• WRITTEN REQUEST:
Write out every one of the rows below word for word, leaving each line unchanged.

Rows from a collection:
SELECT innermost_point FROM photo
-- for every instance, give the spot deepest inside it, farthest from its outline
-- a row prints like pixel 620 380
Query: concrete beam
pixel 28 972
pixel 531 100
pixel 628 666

• THE ANSWER:
SELECT innermost_point FROM photo
-- for every instance, give the spot deepest inside it, farthest from its outline
-- a row prints like pixel 620 380
Query: concrete beam
pixel 28 972
pixel 531 100
pixel 628 666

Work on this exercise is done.